====== Texto de lectura ======

A lo largo de los últimos años, puede que décadas, el vocabulario en torno a los comunes se ha generalizado entre activistas, académicos, políticos y medios de comunicación pasando a ser uno de los conceptos más utilizados a la hora de establecer propuestas alternativas de la vida en común. Este frenesí semántico, sintomático de una situación de mutación importante en nuestras sociedades, requiere un poco de claridad. Así pues, antes de empezar, dos anotaciones:
Primera. Cuando Karl Marx utilizó la noción de «capital», no se estaba refiriendo a una «cosa» (la maquinaria o los medios de trabajo) sino que el capital venía a definir una relación social encuadrada en el ámbito de la producción en un momento histórico concreto. En este sentido, tenemos que entender los comunes del mismo modo. No estamos hablando de un tipo de bien económico (público, privado, común o de club) o de un recurso concreto (el espacio público, el agua o el espacio radioeléctrico), sino de una relación social que ha tenido lugar a lo largo de la historia. Comunidades organizadas en torno a recursos compartidos según formas democráticas de gobernanza. Instituciones de acción colectiva que más allá de valores como la mercantilización, el valor de cambio o la explotación de la fuerza de trabajo típicos del capital han sido definidas por unos principios políticos como son el valor de uso, la idea de propiedad comunal o la implementación práctica de principios de democracia directa.
Segunda. La emergente reflexión sobre los comunes no supone una voluntad de regreso nostálgico a formaciones sociales del pasado ni trata de esencializar el hecho comunitario. Si la vieja noción de «lo común» ha experimentado un resurgido interés hoy en día es porque se plantea como respuesta política a las dinámicas neoliberalizadoras y a las propias contradicciones del proceso mercantilizador que han sufrido nuestras sociedades. Y porque permite alimentar un proceso dialéctico de confrontación entre proyectos políticos con la intención de superar la ya totalmente falsa dicotomía Estado vs Mercado. En este sentido, no se trata de entender el paradigma de los comunes como una tercera vía opuesta al Estado y al Mercado, sino que su potencial recae precisamente en su capacidad de abrir nuevos imaginarios para superar estas falsas dicotomías de la modernidad.

====== Listado sin procesar ======

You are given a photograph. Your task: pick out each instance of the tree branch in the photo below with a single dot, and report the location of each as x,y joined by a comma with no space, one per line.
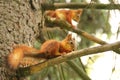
67,57
80,5
66,25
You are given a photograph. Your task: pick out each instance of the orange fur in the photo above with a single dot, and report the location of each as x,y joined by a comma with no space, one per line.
66,15
49,49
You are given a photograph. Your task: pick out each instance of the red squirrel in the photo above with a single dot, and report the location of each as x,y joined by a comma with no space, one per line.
49,49
66,14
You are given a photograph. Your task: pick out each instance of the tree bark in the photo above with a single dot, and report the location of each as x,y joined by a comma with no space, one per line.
20,23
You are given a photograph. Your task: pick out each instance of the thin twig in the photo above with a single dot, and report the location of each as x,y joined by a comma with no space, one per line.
87,51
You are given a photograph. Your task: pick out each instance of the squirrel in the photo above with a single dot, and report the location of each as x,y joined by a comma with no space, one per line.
49,49
65,14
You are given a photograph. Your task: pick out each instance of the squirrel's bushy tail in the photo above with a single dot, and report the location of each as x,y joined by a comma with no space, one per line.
18,53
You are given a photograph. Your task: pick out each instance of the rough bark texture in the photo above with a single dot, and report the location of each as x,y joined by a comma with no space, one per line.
19,24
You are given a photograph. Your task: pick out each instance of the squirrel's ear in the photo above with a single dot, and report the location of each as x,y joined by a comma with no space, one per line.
69,36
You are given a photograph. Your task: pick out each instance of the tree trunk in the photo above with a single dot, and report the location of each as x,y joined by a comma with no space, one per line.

======

[Tarea del ejercicio 1]
Resume en dos oraciones el texto sobre los comunes.
[Tarea del ejercicio 2]
Prosigue el texto sobre los comunes a continuación de su última oración.

[Respuesta final 1]
El vocabulario de los comunes se ha generalizado como uno de los conceptos más usados para plantear alternativas de vida en común, y no designa un tipo de bien ni un recurso concreto, sino una relación social histórica: comunidades organizadas en torno a recursos compartidos con formas democráticas de gobernanza. Su resurgimiento no es un regreso nostálgico al pasado, sino una respuesta política a las dinámicas neoliberalizadoras y mercantilizadoras cuyo potencial está en abrir nuevos imaginarios para superar la falsa dicotomía Estado vs Mercado.

[Respuesta final 2]
Cómo muy bien explica César Rendueles [1] existen muchos tipos diferentes de instituciones estatales (no es lo mismo una prisión que una escuela con altos niveles de participación por parte de la comunidad) y en alguna de sus mejores versiones podríamos llegar a entender el Estado Social como una de las maneras en la que las sociedades contemporáneas gestionan ciertos recursos comunes relacionados con temas como la salud, la educación o el transporte.
A partir de esta premisa, en este texto abordaremos los «comunes urbanos» en el marco de un contexto político-histórico determinado, que no es otro que el nuevo ciclo político inaugurado por el movimiento 15M y una de sus posteriores expresiones político-institucionales: las coaliciones plurales que integran el nuevo municipalismo. Y esta es una de las motivaciones para añadir el adjetivo de «urbanos». Si bien como apuntan Brenner y Theodore «las ciudades se han convertido en escenarios estratégicamente cruciales donde se han articulado diversas iniciativas neoliberales, junto con estrategias estrechamente entrelazadas de desplazamiento de la crisis y gestión de crisis» (2002: 349) nos encontramos en un contexto donde poder ensayar nuevas formas de regulación social desde la proximidad, nuevas institucionalidades y el translocalismo.
Es en este cruce histórico donde nos situamos: no queremos profundizar en aquello que acaba aumentando la precariedad y la desigualdad ni tampoco las viejas formas de provisión de bienestar patriarcales y jerárquicas. Entendemos que si el análisis de los comunes es relevante hoy en día es porque pueden ser una herramienta eficaz frente a la descomposición de las instituciones del Estado del Bienestar y una forma de organización política desde la base a través de la cual la forma del Estado neoliberal puede ser confrontada y trascendida.
Hacia un post-neoliberalismo municipalista
Desde esta perspectiva, los nuevos escenarios municipales son una oportunidad para la construcción de institución desde abajo a partir de la intersección entre lo común y lo público. Una oportunidad para innovar en el ámbito de los comunes urbanos, ya sea ampliando el espectro de formas de autogobierno en la gestión de los recursos públicos, fomentando espacios comunitarios para la organización social (patios de las escuelas, espacios compartidos en general) o económica (cooperativismo) o generando marcos jurídicos/normativos que reconozcan formas de autogestión que ya existen en nuestras ciudades.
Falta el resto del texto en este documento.